(Referring expression data)
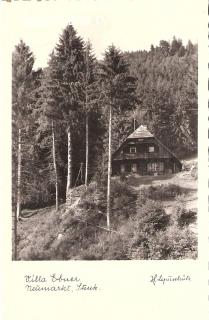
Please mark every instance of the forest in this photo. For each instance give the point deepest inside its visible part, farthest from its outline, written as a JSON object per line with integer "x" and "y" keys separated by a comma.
{"x": 69, "y": 117}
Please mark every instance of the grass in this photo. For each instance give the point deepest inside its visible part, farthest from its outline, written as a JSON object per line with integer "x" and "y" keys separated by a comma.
{"x": 142, "y": 227}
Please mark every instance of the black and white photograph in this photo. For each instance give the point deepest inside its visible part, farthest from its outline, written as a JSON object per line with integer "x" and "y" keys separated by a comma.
{"x": 104, "y": 128}
{"x": 104, "y": 159}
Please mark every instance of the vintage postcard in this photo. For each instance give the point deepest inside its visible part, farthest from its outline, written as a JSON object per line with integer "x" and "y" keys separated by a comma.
{"x": 104, "y": 159}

**What you will do**
Copy out every entry above, character for character, excluding pictures.

**Exercise answer**
Please mark every instance of the forest in this photo. For each instance give the point deepest inside its visible part, farthest from its outline, written as a JSON object per line with integer "x" and "y" keys separated by a comma.
{"x": 69, "y": 117}
Please mark every instance of the grass in this photo. For each instance give the point deepest inside its visible part, farthest from its outline, written as a JSON object per line with integer "x" and "y" keys separated by a comma.
{"x": 142, "y": 227}
Please mark every instance of the black and white photograph in this photo. For each instance give the point deepest inside its visible part, farthest from its outline, written as a JSON object per line with integer "x" and "y" keys separated by a comma.
{"x": 104, "y": 128}
{"x": 104, "y": 159}
Please mark every instance of the vintage postcard in this photo. For each instance give the point deepest inside its visible part, farthest from its outline, written as a JSON object per line with integer "x" and "y" keys separated by a comma.
{"x": 104, "y": 159}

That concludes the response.